The University of Kansas men’s basketball team has been ordered to vacate 15 victories and its NCAA FInal Four appearance from its record for the 2017-2018 season as the result of a six-year investigation of recruiting infractions. The team also was put on probation for three years, a disciplinary panel ruled Wednesday.

The removal of the 15 victories from the official record books means that Kansas no longer is the winningest basketball program in NCAA history, leaving it seven wins behind the University of Kentucky Wildcats. The banner commemorating the 2017-2018 Final Four season will be removed from the rafters of Allen Fieldhouse, coach Bill Self said at a Wednesday afternoon news conference.

Kansas avoided more severe penalties in the long investigation, which stemmed from an FBI probe into college recruiting practices. NCAA Level I charges against Self and assistant coach Kurtis Townsend — which could have resulted in long-term suspensions or other penalties — were downgraded to a Level III charge for Self and to Level II and III charges for Townsend.

Kurtis Townsend

​​“I’m very happy that it’s over,” Self said at the news conference. “I’m certainly happy with the end results, and at the same time don’t feel like a celebration mode, because this is exactly what we felt the end result would be years ago. … I am eager to move forward without this cloud hovering over our program.” 

Self said the ongoing uncertainty around the case over the past six years “sucked, but over the course of 35 years don’t you expect to have some period of times that aren’t that great? … I would say the unknown was probably as much of a penalty as anything, going a period of time that we did without knowing how to address it or how to attack it.”

Self and Townsend had served university-imposed four-game suspensions to start the 2022–23 season and were restricted from recruiting activities for a period of time, but the panel ruling imposed no additional penalties on either coach.

Travis Goff, director of athletics, said Wednesday the self-imposed penalties probably exceeded NCAA guidelines and were imposed last year “in the spirit of wanting to move forward.”

Kansas Athletic Director Travis Goff speaks to the media during a press conference on Oct. 11, 2023. (Screenshot / KU Athletics YouTube)

Kansas and the NCAA haggled for six years over the outcome of the case, which began with a highly publicized 2017 FBI investigation into corruption in college basketball that implicated the program in pay-for-play allegations involving potential recruits and the Adidas sports apparel company. 

Former KU players Silvio de Sousa and Billy Preston were tied to tens of thousands of dollars in illicit payments from Adidas representatives T.J. Gassnola and James Gatto. Self and Townsend denied knowing about the payments.


KU asserted that it was a victim of Gassnola and Gatto’s crimes, and the jury in the corruption case found that Gassnola and Gatto had concealed the payments from KU and its coaches.

**REQUESTS**
(1) Reproduce everything in the Kansas basketball article from "Self and Townsend had" down to "sports apparel company.".
(2) Pick out each line of the listing below that contains the string "pond".

**DATASET CONTENT**
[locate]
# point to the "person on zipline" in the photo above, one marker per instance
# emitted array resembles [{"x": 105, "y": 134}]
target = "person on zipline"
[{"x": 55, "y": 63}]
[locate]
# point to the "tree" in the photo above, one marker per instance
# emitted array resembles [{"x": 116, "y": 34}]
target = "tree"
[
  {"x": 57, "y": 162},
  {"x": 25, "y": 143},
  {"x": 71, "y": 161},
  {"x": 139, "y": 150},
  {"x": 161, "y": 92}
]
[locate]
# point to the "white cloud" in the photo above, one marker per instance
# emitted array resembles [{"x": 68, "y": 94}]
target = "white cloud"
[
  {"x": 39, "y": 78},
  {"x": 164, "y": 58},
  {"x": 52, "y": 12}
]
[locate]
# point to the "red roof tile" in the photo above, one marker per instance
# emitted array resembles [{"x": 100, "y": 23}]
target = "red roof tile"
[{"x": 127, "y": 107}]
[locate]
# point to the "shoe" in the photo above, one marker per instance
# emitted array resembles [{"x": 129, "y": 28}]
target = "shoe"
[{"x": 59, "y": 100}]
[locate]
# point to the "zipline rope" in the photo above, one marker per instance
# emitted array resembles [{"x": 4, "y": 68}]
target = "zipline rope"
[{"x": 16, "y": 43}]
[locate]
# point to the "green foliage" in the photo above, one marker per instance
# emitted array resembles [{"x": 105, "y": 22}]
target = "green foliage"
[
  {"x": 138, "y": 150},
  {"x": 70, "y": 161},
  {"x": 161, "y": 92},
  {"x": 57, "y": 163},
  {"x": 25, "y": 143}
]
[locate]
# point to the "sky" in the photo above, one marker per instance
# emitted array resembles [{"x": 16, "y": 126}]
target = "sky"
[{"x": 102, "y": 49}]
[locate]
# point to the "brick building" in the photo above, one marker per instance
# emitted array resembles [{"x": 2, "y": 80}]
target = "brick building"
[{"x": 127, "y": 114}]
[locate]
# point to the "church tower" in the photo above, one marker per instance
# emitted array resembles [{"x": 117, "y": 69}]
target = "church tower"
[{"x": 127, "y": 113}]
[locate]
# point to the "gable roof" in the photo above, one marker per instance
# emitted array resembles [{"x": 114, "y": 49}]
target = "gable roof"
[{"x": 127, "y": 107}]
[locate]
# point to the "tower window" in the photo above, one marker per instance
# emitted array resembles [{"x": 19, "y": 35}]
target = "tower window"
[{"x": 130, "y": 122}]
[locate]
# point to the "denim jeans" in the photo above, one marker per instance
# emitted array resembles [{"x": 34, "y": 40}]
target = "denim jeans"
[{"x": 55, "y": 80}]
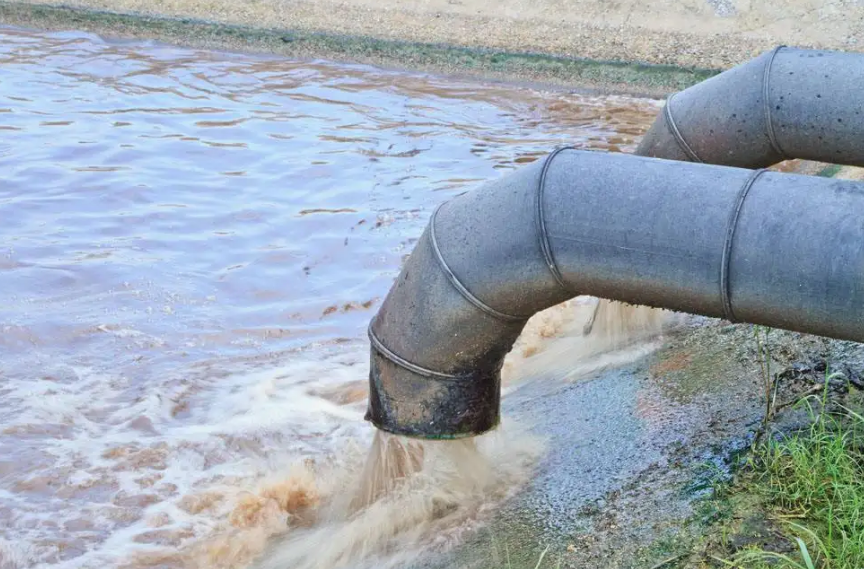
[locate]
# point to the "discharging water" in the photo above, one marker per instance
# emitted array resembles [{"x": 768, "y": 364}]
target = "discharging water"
[{"x": 192, "y": 246}]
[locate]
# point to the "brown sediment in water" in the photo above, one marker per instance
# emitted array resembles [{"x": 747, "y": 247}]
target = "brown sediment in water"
[{"x": 403, "y": 495}]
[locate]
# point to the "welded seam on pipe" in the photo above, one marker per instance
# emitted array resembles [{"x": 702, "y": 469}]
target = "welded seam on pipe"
[
  {"x": 412, "y": 367},
  {"x": 457, "y": 284},
  {"x": 725, "y": 289},
  {"x": 673, "y": 127},
  {"x": 766, "y": 98},
  {"x": 542, "y": 234}
]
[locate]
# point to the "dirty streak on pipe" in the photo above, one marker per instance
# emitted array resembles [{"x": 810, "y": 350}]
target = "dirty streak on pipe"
[
  {"x": 775, "y": 249},
  {"x": 787, "y": 103}
]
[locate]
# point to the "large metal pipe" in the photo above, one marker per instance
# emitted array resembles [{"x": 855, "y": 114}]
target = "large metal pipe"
[
  {"x": 786, "y": 103},
  {"x": 776, "y": 249}
]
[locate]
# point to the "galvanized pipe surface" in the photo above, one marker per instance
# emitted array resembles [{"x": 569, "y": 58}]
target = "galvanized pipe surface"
[
  {"x": 776, "y": 249},
  {"x": 786, "y": 103}
]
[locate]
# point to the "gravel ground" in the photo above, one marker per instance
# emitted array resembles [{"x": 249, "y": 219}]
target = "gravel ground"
[{"x": 692, "y": 33}]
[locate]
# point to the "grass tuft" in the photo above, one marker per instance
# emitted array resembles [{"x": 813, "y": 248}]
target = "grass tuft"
[{"x": 813, "y": 484}]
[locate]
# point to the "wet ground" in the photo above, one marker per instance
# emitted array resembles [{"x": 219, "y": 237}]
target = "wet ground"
[{"x": 193, "y": 244}]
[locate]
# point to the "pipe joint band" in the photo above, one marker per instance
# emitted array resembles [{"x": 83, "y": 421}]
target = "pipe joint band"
[
  {"x": 542, "y": 234},
  {"x": 766, "y": 99},
  {"x": 457, "y": 284},
  {"x": 388, "y": 354},
  {"x": 725, "y": 290},
  {"x": 676, "y": 133}
]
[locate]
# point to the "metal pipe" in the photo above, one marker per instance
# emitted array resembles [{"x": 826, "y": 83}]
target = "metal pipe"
[
  {"x": 776, "y": 249},
  {"x": 786, "y": 103}
]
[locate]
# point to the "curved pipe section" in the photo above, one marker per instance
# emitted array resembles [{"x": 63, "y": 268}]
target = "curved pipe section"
[
  {"x": 696, "y": 238},
  {"x": 786, "y": 103}
]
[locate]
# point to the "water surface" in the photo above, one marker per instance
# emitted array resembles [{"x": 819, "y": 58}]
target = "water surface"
[{"x": 192, "y": 245}]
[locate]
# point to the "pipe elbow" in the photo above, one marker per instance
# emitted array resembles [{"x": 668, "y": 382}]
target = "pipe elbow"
[{"x": 695, "y": 238}]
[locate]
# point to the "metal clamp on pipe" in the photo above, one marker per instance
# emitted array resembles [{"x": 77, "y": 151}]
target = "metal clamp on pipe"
[{"x": 697, "y": 238}]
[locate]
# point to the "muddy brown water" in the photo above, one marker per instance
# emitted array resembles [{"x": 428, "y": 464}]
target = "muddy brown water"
[{"x": 192, "y": 245}]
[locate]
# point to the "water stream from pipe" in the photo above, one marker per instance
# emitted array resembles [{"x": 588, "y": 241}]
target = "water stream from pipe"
[{"x": 193, "y": 244}]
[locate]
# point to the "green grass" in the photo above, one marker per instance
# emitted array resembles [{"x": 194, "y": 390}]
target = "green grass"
[
  {"x": 812, "y": 486},
  {"x": 619, "y": 75}
]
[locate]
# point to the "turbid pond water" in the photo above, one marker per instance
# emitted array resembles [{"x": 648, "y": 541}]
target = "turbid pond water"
[{"x": 192, "y": 245}]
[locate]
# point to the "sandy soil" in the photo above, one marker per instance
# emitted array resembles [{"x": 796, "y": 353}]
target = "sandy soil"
[{"x": 703, "y": 33}]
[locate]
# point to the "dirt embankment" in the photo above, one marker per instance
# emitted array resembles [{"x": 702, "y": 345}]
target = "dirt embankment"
[{"x": 692, "y": 33}]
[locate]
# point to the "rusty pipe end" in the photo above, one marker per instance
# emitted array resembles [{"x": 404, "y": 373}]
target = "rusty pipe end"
[{"x": 405, "y": 402}]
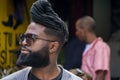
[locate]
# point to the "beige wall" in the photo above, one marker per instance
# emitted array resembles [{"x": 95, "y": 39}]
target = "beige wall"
[{"x": 102, "y": 13}]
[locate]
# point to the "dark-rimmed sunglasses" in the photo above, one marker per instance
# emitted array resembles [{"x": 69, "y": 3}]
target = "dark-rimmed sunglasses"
[{"x": 30, "y": 38}]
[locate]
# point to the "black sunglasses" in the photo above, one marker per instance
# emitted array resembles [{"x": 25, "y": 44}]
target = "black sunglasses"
[{"x": 30, "y": 38}]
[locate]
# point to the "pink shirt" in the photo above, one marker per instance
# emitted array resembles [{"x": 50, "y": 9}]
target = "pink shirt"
[{"x": 97, "y": 58}]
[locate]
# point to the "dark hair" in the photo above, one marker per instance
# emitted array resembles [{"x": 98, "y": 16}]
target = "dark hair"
[
  {"x": 42, "y": 13},
  {"x": 87, "y": 22}
]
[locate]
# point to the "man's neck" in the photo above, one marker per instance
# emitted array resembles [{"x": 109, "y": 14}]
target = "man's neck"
[{"x": 47, "y": 73}]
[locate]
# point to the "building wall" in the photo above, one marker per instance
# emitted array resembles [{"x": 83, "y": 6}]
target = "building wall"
[{"x": 102, "y": 14}]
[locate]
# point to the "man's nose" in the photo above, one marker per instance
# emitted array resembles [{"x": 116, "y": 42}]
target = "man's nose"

**ANSWERS TO THE PROBLEMS**
(1)
Self and Townsend had served university-imposed four-game suspensions to start the 2022–23 season and were restricted from recruiting activities for a period of time, but the panel ruling imposed no additional penalties on either coach.

Travis Goff, director of athletics, said Wednesday the self-imposed penalties probably exceeded NCAA guidelines and were imposed last year “in the spirit of wanting to move forward.”

Kansas Athletic Director Travis Goff speaks to the media during a press conference on Oct. 11, 2023. (Screenshot / KU Athletics YouTube)

Kansas and the NCAA haggled for six years over the outcome of the case, which began with a highly publicized 2017 FBI investigation into corruption in college basketball that implicated the program in pay-for-play allegations involving potential recruits and the Adidas sports apparel company.

(2)
# point to the "turbid pond water" in the photo above, one marker per instance
target = "turbid pond water"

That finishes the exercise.